2.2.2.1 General Usage
FEC is a technique that adds redundancy to a bit stream to help
protect against corrupted or lost bits. The additional redundancy
allows a receiver to recover the correct value of one or more
incorrectly received bits from the bits that were received
correctly.
The RTP payload format defined in this section is a specific
application of the FEC technique to the delivery of RTP packets.
The FEC data (redundant bits) generated by the FEC algorithm are
transmitted as a separate stream of RTP packets. The original
(source) RTP packets that are protected by the FEC algorithm are
not modified by the use of this RTP payload format.
The RTP packets that contain FEC data are transmitted on the
same RTP session that is used by the source RTP packets. To ensure
that the RTP packets with FEC data can be distinguished from
the
source RTP packets, the RTP packets with FEC data MUST use a
different value for the Payload Type field in the RTP header than
what is used by the source RTP packets.
The RTP packets that contain FEC data consist of the regular RTP
header, as specified in [RFC3550] section 5, followed by one RTP
payload format header, as specified in section 2.2.2.4. The
remainder of the RTP payload consists of FEC data. The FEC data
payload is computed over the complete source RTP packets except for
the RTP header specified in [RFC3550] section 5.

▶ _Data below_

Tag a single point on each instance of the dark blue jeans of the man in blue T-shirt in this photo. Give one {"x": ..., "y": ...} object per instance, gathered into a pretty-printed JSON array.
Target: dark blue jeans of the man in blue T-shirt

▶ _Task instructions_
(a) In the FEC text, what must the RTP packets carrying FEC data use that differs from the source RTP packets?
(b) Reproduce the part of the FEC text between "2.2.2.1 General Usage" and "RTP payload format.", inclusive.

▶ _Solutions per task_
(a) A different value for the Payload Type field in the RTP header.

(b)
2.2.2.1 General Usage
FEC is a technique that adds redundancy to a bit stream to help
protect against corrupted or lost bits. The additional redundancy
allows a receiver to recover the correct value of one or more
incorrectly received bits from the bits that were received
correctly.
The RTP payload format defined in this section is a specific
application of the FEC technique to the delivery of RTP packets.
The FEC data (redundant bits) generated by the FEC algorithm are
transmitted as a separate stream of RTP packets. The original
(source) RTP packets that are protected by the FEC algorithm are
not modified by the use of this RTP payload format.